RECORDS FOR THE TASK START

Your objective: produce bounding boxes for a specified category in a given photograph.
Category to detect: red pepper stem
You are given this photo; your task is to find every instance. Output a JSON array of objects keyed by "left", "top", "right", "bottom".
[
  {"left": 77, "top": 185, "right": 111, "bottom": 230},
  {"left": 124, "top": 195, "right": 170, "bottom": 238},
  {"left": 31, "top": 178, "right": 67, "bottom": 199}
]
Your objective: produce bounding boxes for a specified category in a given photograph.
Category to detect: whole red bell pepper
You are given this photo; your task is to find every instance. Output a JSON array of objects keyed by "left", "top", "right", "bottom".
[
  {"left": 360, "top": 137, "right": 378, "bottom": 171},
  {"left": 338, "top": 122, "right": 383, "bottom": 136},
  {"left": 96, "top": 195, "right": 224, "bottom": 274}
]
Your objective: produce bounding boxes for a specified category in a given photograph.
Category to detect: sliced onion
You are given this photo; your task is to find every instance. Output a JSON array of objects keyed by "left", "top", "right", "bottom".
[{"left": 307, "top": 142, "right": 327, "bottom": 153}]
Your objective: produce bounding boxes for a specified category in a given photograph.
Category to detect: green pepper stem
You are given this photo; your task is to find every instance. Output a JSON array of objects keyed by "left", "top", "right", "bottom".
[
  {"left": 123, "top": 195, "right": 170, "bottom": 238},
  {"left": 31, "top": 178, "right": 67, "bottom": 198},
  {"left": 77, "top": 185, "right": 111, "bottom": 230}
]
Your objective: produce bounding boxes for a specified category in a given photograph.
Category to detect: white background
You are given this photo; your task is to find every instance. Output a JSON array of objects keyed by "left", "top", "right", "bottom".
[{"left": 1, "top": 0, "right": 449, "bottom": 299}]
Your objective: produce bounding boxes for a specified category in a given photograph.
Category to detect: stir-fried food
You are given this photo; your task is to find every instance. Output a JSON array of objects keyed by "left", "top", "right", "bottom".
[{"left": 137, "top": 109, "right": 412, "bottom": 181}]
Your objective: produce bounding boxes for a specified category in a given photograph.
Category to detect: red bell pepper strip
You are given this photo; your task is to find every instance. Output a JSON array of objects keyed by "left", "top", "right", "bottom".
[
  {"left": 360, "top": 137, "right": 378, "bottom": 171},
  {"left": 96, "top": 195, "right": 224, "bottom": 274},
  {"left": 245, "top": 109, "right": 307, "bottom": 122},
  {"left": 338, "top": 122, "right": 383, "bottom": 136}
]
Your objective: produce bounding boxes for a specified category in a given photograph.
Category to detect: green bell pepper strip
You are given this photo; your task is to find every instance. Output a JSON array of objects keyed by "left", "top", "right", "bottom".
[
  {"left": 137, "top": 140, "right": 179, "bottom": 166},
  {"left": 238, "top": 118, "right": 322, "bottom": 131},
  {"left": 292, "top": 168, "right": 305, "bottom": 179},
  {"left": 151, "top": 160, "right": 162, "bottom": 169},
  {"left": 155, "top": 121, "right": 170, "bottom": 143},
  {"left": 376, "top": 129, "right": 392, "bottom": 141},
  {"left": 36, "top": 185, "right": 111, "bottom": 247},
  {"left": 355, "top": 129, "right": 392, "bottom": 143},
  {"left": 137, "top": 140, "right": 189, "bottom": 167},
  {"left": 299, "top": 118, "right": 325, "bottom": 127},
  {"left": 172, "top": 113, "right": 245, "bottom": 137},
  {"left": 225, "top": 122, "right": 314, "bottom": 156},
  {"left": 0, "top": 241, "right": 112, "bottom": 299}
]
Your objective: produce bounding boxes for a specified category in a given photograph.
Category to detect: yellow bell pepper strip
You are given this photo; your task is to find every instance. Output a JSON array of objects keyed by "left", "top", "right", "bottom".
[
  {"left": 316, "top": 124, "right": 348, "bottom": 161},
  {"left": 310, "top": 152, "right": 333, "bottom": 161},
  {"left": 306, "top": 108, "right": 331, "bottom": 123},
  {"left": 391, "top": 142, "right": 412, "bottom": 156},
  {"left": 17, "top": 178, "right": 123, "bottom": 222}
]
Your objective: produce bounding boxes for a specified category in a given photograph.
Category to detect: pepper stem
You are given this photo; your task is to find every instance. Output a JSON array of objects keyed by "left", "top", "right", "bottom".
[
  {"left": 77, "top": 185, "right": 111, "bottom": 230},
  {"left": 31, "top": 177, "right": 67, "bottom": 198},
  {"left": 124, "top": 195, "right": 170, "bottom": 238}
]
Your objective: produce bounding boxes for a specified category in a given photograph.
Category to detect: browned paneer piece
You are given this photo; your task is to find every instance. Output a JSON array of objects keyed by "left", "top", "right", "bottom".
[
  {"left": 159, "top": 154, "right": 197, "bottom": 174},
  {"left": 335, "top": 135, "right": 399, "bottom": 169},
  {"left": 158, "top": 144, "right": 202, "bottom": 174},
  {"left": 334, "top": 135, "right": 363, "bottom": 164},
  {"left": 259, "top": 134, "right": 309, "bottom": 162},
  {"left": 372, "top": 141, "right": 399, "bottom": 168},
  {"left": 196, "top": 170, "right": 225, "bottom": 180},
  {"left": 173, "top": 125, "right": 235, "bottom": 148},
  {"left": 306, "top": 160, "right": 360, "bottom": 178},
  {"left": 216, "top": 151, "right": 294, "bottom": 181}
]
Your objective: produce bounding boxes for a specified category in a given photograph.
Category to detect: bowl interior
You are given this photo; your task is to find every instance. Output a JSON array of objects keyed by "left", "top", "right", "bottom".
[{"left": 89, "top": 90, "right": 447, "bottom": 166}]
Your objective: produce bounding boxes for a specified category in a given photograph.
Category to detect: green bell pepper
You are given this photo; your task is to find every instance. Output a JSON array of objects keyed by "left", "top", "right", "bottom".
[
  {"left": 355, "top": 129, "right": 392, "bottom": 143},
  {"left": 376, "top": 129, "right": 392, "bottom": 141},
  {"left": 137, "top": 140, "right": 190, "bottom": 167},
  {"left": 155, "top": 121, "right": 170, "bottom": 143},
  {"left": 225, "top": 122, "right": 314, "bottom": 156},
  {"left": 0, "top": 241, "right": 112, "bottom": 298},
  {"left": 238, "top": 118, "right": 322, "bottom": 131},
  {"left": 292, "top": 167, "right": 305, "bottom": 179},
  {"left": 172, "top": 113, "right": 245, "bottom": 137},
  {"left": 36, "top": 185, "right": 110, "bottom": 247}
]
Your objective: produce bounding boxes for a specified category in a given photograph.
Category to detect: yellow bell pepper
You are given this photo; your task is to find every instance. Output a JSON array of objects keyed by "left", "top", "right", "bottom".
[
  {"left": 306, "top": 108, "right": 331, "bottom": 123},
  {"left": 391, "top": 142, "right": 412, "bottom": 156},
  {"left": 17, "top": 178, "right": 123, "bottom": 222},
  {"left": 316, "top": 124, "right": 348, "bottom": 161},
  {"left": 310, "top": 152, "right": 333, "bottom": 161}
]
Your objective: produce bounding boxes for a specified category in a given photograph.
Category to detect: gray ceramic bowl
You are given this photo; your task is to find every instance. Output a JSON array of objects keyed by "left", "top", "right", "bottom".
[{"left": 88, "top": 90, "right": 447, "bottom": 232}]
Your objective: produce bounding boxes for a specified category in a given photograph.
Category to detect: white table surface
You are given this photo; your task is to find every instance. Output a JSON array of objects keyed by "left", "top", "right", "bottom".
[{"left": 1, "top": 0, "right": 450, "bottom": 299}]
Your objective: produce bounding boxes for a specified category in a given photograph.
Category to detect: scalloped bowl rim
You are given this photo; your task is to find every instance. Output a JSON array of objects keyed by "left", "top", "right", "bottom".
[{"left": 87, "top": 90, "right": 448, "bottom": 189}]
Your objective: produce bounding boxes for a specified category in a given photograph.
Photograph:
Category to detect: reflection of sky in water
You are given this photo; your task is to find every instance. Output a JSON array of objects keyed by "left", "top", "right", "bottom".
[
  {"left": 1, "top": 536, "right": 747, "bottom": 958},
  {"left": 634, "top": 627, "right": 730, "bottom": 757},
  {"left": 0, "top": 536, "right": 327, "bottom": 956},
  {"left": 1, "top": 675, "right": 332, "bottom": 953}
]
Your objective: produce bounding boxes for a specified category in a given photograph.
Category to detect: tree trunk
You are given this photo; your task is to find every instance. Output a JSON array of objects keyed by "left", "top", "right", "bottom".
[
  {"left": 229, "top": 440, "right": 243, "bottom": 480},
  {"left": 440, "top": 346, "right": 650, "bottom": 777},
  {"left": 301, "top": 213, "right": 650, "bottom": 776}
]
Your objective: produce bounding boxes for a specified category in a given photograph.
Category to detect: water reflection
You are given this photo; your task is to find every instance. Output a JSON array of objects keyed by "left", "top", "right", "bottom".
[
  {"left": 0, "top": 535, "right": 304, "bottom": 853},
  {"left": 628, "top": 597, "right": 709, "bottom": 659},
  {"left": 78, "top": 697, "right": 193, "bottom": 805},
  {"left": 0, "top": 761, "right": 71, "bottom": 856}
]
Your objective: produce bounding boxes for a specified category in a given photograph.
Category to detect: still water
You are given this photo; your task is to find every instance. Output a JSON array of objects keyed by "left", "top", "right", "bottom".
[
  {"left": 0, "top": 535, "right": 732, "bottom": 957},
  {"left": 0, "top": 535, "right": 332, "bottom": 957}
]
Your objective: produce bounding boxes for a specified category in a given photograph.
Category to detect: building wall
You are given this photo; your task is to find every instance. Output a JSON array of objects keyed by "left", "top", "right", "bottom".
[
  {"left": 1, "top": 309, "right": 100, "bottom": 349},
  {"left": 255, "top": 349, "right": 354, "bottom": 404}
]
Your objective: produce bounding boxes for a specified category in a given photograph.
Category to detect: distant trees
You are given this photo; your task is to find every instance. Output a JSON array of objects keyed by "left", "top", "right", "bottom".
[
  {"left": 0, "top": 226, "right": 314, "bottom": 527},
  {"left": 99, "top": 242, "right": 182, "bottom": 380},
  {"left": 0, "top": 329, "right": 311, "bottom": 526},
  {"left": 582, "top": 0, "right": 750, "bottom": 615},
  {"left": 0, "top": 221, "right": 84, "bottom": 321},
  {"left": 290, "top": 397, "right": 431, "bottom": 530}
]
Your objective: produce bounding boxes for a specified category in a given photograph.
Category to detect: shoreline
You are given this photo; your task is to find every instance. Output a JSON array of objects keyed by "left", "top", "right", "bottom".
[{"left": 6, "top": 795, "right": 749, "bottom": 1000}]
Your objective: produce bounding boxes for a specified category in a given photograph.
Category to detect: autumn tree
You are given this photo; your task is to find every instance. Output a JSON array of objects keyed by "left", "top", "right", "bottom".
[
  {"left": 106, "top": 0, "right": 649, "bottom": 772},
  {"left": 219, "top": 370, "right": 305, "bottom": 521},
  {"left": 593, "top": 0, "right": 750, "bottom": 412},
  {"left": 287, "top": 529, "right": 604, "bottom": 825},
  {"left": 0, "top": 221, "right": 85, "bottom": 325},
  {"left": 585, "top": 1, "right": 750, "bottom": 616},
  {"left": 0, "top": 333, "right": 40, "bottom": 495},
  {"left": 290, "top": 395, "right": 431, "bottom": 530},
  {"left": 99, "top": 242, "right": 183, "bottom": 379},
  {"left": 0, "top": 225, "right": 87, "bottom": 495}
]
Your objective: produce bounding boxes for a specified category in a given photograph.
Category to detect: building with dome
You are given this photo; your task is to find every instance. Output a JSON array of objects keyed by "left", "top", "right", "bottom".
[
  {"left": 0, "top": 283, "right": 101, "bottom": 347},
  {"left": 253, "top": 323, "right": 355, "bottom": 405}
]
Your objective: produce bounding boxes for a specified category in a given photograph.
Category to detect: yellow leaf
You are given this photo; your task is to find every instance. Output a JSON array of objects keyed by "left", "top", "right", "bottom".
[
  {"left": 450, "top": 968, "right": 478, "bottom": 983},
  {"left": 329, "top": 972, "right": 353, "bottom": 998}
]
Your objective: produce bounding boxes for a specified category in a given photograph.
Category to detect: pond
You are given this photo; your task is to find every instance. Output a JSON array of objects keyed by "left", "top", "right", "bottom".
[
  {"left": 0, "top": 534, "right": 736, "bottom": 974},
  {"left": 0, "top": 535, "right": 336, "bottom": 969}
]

RECORDS FOR THE TASK END

▶ _ABOUT THIS EXERCISE_
From the entries above, write out only the lines starting at the line that holds "Category to detect: whole red bell pepper" and ending at the line that holds "Category to detect: white background", keeping both and matching them exactly.

▶ _RESULT OF THE EXERCISE_
Category to detect: whole red bell pepper
You are given this photo; your task is to find every instance. Output a JSON array of objects keyed by "left", "top", "right", "bottom".
[
  {"left": 360, "top": 137, "right": 378, "bottom": 171},
  {"left": 338, "top": 122, "right": 383, "bottom": 136},
  {"left": 96, "top": 195, "right": 224, "bottom": 274}
]
Your objective: produce bounding boxes for a specified category in a given photograph.
Category to detect: sliced onion
You are given this photo; your task is to find every instance. Output a JSON array of objects keyed by "left", "top", "right", "bottom".
[{"left": 307, "top": 142, "right": 327, "bottom": 153}]
Your objective: produce bounding boxes for a specified category in a given photograph.
Category to detect: green pepper stem
You are given this photo; your task is to find every instance. Output a JSON array of objects keyed by "left", "top", "right", "bottom".
[
  {"left": 123, "top": 195, "right": 170, "bottom": 238},
  {"left": 31, "top": 178, "right": 67, "bottom": 198},
  {"left": 77, "top": 185, "right": 111, "bottom": 230}
]
Your objective: produce bounding boxes for a specified category in a given photograph.
Category to detect: white background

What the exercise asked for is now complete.